── TEXT EXCERPT ──

An art exhibition, Bodys Isek Kingelez: City Dreams, is the first US presentation of the Congolese artist’s artwork following his death in 2015, at the NYC Museum of Modern Art (MoMa).
The artist explored utopian possibilities for cityscapes using colorful, detailed sculptures made of recycled objects and materials such as cans, bottle caps, plastic and colored scrap paper.
His 30 year career consisted of a large showcase of over 30 works from urban environments to imaginative buildings inspired by his visions of a global utopia. In the words of Kingelez, “a better, more peaceful world.”
Born in the Democratic Republic of the Congo, the artist started his career in the late seventies, refurbishing and restoring artifacts and traditional items at the Institut du Musee?s Nationaux du Congo before fully immersing himself in his own artwork.
“Without a model, you are nowhere..a nation that can’t make models is a nation that doesn’t understand things, a nation that doesn’t live,” said Kingelez.
The intricate and fantastical utopian models explode with color and texture, overlapping patterns and hues in one uniquely cohesive conceptual society.
Aside from the beauty and creativity behind his artwork, his work explores questions of urban growth, social issues and the power of architecture and design in reviving a community.
In the complex multi-building cityscape, Kimbembele Ihunga (1994), the artist imagines his home village with many of the advancements, both recreational and economical, as would be in a larger city.
In, Ville Fanto?me (1996), Kingilez creates a peaceful city, self-regulated or free of crime and disease, in which doctors and law enforcement are not needed.
The exhibition, City Dreams, emphasizes the idiom, “one man’s trash is another man’s treasure,” in colorful maquettes of dream societies built using discarded objects and materials.

───
── INPUT DATA ──

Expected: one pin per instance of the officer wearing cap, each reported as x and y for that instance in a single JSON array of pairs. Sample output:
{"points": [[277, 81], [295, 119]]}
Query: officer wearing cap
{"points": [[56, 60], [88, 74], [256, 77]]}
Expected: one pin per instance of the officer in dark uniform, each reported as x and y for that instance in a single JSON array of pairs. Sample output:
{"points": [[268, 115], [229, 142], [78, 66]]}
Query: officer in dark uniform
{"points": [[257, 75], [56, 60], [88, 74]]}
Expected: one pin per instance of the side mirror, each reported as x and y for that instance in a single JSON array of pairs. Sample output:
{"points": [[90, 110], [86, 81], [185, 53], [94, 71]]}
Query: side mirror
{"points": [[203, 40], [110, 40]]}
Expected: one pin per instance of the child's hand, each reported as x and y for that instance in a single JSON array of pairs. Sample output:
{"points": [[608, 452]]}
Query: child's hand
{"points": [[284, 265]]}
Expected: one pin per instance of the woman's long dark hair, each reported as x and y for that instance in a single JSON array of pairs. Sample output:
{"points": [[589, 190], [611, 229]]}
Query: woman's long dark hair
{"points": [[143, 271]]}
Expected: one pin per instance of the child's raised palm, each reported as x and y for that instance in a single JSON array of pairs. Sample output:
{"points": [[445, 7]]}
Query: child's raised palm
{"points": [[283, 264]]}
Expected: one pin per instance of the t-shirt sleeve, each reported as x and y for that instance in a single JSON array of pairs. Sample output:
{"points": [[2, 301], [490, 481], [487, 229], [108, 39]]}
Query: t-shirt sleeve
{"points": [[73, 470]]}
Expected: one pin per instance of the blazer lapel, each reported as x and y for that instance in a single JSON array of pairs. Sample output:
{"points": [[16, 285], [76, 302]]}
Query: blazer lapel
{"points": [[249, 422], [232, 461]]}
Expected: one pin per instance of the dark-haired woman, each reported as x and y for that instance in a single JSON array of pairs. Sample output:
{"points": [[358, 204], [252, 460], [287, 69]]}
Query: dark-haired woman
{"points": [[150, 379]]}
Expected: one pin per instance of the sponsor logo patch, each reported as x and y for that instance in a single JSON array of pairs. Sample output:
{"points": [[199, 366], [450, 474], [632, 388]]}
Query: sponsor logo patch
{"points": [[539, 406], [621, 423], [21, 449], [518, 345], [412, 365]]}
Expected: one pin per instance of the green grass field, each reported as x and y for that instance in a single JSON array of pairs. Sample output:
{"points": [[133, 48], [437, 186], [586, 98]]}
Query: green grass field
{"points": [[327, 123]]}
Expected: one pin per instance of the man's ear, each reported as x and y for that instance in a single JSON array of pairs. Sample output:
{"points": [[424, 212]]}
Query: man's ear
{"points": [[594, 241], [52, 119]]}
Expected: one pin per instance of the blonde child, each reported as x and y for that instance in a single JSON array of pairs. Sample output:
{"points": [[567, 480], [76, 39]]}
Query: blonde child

───

* TASK ITEM A *
According to the Kingelez article, what was the artist doing at the start of his career in the late seventies?
* TASK ITEM B *
Using the Kingelez article, explain why the city Kingelez imagines in the 1996 work needs no doctors or law enforcement.
* TASK ITEM C *
Summarize the Kingelez article in two sentences.
The entries are separate material and have nothing to do with the Kingelez article.

* TASK ANSWER A *
He was refurbishing and restoring artifacts and traditional items at the national museums institute of the Congo.

* TASK ANSWER B *
The city is peaceful and self-regulated, free of crime and disease. With no crime or disease, doctors and law enforcement are not needed.

* TASK ANSWER C *
The Museum of Modern Art in New York is presenting City Dreams, the first US showing of work by the Congolese artist Bodys Isek Kingelez since his death in 2015. His colorful utopian city models, built from recycled materials such as cans, bottle caps, plastic and scrap paper, explore urban growth, social issues and the power of architecture and design to revive a community.